AIM OF THE EXERCISE: The copy must match the data word for word and contain no pictures.

[Data records]
········

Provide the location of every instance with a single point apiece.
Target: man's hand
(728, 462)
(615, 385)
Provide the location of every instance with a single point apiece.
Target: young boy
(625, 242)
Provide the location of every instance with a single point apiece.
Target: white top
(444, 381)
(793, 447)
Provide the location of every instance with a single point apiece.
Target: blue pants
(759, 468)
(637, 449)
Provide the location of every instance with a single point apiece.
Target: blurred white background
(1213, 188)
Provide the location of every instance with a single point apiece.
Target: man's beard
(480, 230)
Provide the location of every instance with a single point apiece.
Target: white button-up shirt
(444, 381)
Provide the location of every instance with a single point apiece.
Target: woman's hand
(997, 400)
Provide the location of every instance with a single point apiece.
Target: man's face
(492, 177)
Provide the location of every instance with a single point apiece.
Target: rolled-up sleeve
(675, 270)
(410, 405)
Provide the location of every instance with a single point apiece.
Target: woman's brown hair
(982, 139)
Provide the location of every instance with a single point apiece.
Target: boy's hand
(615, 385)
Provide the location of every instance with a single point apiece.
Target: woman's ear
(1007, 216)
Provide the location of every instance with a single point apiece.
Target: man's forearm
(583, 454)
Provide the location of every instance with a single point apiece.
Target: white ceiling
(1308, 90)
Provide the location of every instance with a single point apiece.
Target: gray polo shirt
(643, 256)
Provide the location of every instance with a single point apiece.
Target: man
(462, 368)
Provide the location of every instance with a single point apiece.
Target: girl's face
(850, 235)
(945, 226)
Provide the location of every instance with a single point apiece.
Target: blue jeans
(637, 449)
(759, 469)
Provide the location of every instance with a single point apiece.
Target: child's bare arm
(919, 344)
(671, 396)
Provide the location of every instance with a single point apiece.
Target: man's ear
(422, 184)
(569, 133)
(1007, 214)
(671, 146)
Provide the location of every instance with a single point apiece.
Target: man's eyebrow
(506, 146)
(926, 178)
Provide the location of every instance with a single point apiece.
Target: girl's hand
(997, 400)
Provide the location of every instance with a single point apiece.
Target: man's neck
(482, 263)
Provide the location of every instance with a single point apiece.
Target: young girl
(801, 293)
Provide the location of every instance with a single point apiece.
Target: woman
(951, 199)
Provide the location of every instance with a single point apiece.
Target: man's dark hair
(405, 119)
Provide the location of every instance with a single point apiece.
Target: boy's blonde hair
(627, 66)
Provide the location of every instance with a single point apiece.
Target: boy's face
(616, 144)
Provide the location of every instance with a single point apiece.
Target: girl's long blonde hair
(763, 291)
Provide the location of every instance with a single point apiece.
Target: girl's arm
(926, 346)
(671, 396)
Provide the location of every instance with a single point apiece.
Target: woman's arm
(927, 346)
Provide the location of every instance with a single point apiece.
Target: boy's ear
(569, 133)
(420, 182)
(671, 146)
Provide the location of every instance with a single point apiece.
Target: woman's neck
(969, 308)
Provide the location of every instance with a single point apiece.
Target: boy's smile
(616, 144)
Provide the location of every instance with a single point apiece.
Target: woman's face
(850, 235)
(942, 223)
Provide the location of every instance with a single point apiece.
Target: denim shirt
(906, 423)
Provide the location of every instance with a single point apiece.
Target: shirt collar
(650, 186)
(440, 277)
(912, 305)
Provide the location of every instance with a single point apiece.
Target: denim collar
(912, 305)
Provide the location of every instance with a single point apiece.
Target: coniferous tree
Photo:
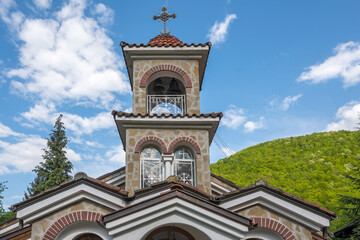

········

YOUR SOLUTION:
Provide the location of every instance with a single point apiece.
Target: man's hand
(728, 462)
(615, 385)
Provide the location of every instance with a single point apiece.
Target: young boy
(625, 242)
Provide the location of every instance with a single point apiece.
Target: white top
(444, 381)
(793, 447)
Provide the location of every instance with a single point apiece.
Target: blue pants
(759, 468)
(637, 449)
Provide the location of every instance with a single point apiece.
Target: blurred white background
(1213, 188)
Provide the location of every instance with a single point apiece.
Target: man's beard
(480, 230)
Provide the location of every instance with a single point apiece.
Target: white button-up shirt
(444, 381)
Provide the location of every instance with a single point apiece.
Target: woman's hand
(997, 400)
Provide the location of every instance with a single point apiece.
Target: man's face
(492, 177)
Provide the location of every instance with a single point apiece.
Target: rolled-up sleeve
(675, 270)
(410, 405)
Provide the location of every instance with a single point apiece.
Target: woman's brown hair
(982, 139)
Provide the location of every instance with a single point apiece.
Target: boy's hand
(615, 385)
Provide the location of every instance with a single point apiece.
Target: woman's ear
(1007, 216)
Provide the location of every instance with a single point apiece.
Target: man's forearm
(583, 454)
Provide the location of every instance with a single point apiece.
Target: white ceiling
(1308, 90)
Provide the location of every instance with a single point apiece.
Target: gray polo shirt
(643, 256)
Provide the location of every instance with a single point apiece.
Target: man
(462, 368)
Provide the location of every instance with a single point apiece.
Target: girl's face
(850, 235)
(945, 226)
Provide the location of every instance with a single point apiece.
Target: blue jeans
(637, 449)
(759, 469)
Provide the location of every instance with a single point apiece.
Target: child's bare arm
(919, 344)
(671, 396)
Provide the location of every instance with a single point apiece.
Target: man's ear
(422, 184)
(569, 133)
(1007, 214)
(671, 146)
Provide the location of every instance with a single point apiece.
Target: man's eyebrow
(506, 146)
(926, 178)
Provide the location of every instance with a single point apiece.
Target: girl's hand
(997, 400)
Provide the location of every instance with a single point apiece.
Target: man's neck
(482, 263)
Provide the location of every instance with a single point apiece.
Target: young girl
(801, 293)
Provide the location of every instance with a single point apiece.
Target: woman
(951, 199)
Provide the location of every instance with a single point apiece.
Target: man's dark hair
(405, 119)
Provide the location of every instance with a single point apiece.
Target: boy's blonde hair
(627, 66)
Provide the location of every instance with a single point apiece.
Target: boy's face
(616, 144)
Provide the location of every instance with a single point apiece.
Target: girl's long blonde hair
(763, 291)
Provide the location of every instance with a single point apiece.
Target: girl's arm
(926, 346)
(671, 396)
Provide the location of every instance with a single point apiece.
Target: woman's arm
(927, 346)
Provide the location of every instance with a single point apiece.
Target: boy's ear
(569, 133)
(420, 182)
(671, 146)
Provide the location of every instance with a single point apiece.
Target: woman's neck
(969, 308)
Provide the location of every instance with a single point apiece.
Target: boy's smile
(616, 144)
Provide the location of every instance with a single point apiece.
Target: woman's face
(850, 235)
(942, 223)
Provide the location of every instance with a single point apiece.
Target: denim shirt
(906, 423)
Provide the location of every instance with a single point apiece.
Target: shirt collar
(650, 186)
(440, 277)
(912, 305)
Provide the location of every instance with a single point apiece.
Target: denim collar
(912, 305)
Provide the location of every instance with a single point apiece.
Target: coniferous tree
Photo:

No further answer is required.